- What is being asked
Look through the entries for the string "rocky" and copy every line where it shows up.

# # # # # # #

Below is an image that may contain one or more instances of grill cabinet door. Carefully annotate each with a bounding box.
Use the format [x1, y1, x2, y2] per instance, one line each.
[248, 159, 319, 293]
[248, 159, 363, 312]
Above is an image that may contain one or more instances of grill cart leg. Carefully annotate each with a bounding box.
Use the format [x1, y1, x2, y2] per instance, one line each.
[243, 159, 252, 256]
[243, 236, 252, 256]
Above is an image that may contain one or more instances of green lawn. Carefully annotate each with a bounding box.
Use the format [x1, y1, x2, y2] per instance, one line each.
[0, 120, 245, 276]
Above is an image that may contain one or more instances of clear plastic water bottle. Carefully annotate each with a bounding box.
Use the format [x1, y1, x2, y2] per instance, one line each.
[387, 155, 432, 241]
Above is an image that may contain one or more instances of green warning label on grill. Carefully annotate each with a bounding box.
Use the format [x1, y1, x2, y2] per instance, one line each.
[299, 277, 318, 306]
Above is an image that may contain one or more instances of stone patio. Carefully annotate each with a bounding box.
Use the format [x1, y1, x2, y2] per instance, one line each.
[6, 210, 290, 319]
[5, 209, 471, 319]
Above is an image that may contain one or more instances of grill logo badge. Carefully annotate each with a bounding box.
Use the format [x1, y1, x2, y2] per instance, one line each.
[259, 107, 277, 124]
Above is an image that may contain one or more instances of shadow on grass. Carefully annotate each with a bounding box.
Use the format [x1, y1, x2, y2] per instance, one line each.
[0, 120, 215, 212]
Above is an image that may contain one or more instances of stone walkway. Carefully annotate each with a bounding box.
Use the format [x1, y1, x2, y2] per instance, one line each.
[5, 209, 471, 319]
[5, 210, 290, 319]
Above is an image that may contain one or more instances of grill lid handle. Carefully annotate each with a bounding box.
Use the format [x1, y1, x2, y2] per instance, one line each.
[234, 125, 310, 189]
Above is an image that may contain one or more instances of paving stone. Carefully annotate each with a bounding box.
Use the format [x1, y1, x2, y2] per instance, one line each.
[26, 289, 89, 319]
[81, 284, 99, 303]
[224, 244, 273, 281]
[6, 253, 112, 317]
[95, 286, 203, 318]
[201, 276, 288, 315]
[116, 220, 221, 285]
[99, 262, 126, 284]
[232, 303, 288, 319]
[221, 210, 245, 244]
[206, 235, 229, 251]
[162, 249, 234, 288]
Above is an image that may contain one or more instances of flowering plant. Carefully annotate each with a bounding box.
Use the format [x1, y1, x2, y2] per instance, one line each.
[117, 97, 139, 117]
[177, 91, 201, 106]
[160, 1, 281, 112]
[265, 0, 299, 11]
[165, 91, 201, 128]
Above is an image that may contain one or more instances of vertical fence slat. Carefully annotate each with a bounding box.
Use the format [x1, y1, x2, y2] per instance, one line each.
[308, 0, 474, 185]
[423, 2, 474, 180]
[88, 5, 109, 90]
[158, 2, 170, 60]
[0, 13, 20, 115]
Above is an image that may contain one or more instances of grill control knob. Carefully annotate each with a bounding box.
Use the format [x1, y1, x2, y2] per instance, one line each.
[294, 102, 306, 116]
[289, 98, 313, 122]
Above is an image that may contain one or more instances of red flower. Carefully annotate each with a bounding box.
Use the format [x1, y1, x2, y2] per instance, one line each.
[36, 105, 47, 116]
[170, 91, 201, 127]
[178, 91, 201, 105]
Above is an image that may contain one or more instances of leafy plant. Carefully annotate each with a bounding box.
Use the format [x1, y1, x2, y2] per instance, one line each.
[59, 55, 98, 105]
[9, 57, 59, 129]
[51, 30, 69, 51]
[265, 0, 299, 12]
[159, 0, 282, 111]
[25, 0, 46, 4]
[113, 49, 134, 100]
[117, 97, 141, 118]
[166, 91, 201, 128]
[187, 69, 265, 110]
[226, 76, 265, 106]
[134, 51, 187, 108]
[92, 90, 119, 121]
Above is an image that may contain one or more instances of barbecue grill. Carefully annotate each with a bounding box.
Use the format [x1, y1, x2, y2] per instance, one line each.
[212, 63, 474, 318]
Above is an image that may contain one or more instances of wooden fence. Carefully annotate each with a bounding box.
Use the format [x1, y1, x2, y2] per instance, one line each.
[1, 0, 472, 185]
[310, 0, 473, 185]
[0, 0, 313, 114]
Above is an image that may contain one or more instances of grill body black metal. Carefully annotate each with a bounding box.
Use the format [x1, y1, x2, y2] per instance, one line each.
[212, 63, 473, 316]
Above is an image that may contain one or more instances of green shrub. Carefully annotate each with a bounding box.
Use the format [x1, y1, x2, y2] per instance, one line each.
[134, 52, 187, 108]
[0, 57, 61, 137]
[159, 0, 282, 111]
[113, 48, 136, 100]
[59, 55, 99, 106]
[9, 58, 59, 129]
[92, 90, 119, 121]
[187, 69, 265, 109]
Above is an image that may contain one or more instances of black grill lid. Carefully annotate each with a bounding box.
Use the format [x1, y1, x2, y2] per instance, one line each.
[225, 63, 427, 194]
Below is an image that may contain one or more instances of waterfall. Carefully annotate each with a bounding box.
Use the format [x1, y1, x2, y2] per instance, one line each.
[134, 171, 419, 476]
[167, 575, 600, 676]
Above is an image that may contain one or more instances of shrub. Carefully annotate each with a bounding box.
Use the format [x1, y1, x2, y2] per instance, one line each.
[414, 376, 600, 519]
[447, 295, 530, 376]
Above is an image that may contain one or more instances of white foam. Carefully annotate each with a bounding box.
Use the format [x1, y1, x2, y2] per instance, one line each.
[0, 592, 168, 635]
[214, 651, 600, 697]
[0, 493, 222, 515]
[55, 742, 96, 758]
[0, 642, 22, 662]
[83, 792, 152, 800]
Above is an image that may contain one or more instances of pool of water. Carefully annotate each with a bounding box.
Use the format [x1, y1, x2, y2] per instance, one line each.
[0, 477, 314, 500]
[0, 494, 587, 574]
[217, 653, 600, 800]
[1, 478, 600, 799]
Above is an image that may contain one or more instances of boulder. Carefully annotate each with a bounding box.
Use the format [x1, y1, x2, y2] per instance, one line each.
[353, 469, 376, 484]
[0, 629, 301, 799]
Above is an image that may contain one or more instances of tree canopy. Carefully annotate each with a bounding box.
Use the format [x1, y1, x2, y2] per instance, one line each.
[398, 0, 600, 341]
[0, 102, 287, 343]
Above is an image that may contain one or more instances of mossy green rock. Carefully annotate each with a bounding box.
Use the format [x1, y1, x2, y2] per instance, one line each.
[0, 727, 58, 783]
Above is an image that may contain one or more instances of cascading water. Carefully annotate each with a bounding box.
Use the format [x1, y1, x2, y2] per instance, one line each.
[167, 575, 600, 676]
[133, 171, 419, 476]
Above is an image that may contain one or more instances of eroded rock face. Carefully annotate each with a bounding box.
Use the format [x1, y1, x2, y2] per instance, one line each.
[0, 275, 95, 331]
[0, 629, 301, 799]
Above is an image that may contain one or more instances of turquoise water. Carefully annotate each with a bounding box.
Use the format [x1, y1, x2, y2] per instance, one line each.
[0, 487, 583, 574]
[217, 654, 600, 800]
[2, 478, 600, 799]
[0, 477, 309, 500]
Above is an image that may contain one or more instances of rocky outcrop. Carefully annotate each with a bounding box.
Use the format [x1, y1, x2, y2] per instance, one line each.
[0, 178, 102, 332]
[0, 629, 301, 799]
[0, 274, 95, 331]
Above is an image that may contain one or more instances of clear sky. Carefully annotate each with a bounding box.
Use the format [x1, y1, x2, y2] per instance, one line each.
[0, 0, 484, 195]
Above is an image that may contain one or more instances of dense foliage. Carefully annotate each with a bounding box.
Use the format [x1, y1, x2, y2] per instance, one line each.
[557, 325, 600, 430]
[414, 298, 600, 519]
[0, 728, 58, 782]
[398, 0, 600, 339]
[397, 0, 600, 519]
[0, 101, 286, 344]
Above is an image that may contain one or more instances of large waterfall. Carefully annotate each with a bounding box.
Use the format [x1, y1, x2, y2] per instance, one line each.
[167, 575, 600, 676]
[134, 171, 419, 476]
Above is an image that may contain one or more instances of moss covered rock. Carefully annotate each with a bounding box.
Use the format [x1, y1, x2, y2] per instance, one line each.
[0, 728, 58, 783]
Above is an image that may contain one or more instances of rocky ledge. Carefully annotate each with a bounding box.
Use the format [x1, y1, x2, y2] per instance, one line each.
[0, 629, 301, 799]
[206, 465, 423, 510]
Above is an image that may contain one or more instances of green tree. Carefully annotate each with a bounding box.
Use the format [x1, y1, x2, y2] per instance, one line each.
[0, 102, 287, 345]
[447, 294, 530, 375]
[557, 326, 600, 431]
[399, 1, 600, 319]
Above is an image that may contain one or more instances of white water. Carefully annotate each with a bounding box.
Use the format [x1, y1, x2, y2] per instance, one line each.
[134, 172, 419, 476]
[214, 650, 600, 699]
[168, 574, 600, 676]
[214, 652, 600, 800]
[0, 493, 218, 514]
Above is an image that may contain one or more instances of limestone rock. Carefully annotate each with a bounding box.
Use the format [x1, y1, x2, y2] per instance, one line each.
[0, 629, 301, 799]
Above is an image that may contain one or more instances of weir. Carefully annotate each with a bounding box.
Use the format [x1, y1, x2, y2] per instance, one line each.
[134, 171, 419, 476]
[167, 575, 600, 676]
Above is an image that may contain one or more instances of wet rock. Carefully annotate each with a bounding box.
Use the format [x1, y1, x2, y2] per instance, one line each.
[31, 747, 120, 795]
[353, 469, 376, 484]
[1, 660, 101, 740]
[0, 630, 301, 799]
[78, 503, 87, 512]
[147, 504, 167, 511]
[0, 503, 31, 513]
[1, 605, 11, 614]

# # # # # # #

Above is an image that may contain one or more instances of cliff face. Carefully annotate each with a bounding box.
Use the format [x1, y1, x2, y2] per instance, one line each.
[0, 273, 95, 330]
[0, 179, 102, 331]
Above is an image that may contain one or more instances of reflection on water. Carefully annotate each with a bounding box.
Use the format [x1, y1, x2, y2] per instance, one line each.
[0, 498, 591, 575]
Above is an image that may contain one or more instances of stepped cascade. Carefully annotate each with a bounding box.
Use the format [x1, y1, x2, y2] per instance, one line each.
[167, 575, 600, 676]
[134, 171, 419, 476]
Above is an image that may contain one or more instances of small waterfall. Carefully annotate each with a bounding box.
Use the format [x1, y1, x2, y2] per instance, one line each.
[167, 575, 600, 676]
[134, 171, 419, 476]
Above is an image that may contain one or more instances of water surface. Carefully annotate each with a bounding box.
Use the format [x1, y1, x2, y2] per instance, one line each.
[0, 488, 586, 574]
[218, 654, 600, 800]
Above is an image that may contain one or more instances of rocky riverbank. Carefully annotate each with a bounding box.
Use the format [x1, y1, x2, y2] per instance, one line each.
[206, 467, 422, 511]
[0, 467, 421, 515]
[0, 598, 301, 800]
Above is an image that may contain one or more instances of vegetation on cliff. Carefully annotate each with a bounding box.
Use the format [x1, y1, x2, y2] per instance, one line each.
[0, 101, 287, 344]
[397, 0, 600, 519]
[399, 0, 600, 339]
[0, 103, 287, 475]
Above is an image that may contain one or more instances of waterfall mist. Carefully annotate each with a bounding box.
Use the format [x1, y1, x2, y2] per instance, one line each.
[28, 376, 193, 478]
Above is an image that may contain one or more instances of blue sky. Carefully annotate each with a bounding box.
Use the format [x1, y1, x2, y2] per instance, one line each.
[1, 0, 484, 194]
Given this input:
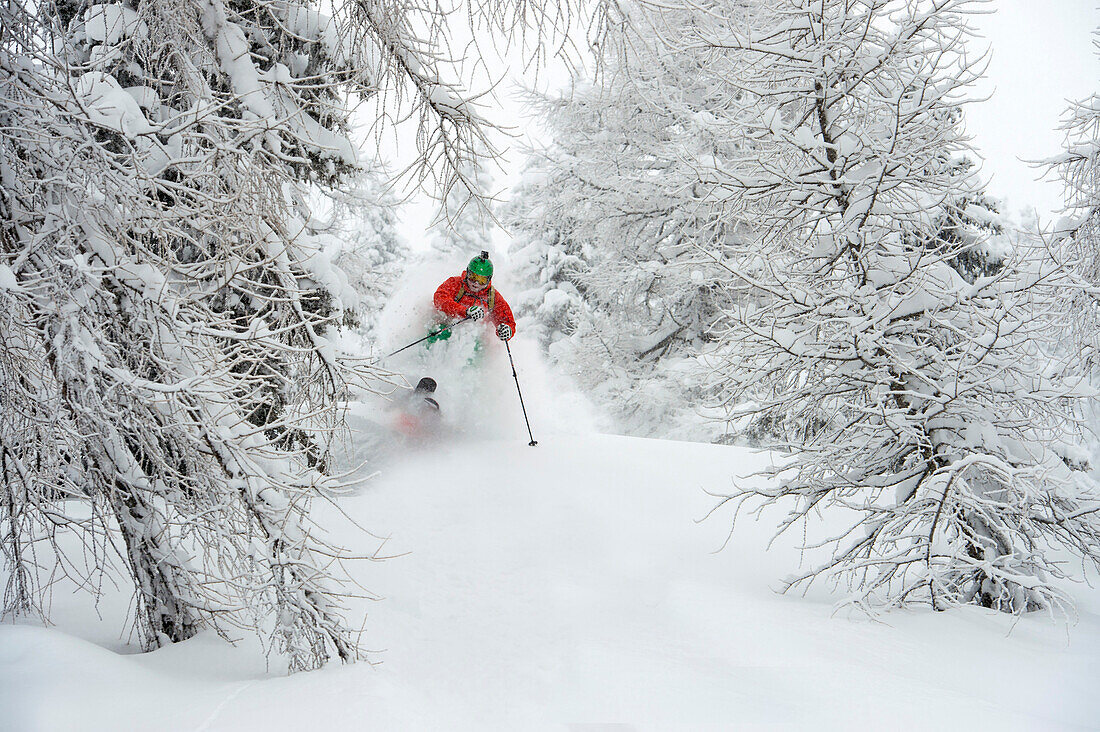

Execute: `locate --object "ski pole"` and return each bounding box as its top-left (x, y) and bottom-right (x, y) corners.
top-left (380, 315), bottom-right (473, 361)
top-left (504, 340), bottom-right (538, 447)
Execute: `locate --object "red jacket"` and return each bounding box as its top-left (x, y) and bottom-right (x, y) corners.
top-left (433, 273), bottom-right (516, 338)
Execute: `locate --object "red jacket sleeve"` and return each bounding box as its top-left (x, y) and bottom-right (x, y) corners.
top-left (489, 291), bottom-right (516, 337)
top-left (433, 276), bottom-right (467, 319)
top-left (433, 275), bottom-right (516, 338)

# # # # # # #

- Answer to this exercise
Above is an image that may contain one or more instances of rocky outcrop. Carefully annotate each with a bounding box.
Above is an image that may contain one or more instances of rocky ledge. Carefully annotate each with a bounding box.
Above is an image that may contain one or more instances of rocky riverbank. Carefully annotate each with a bounding box.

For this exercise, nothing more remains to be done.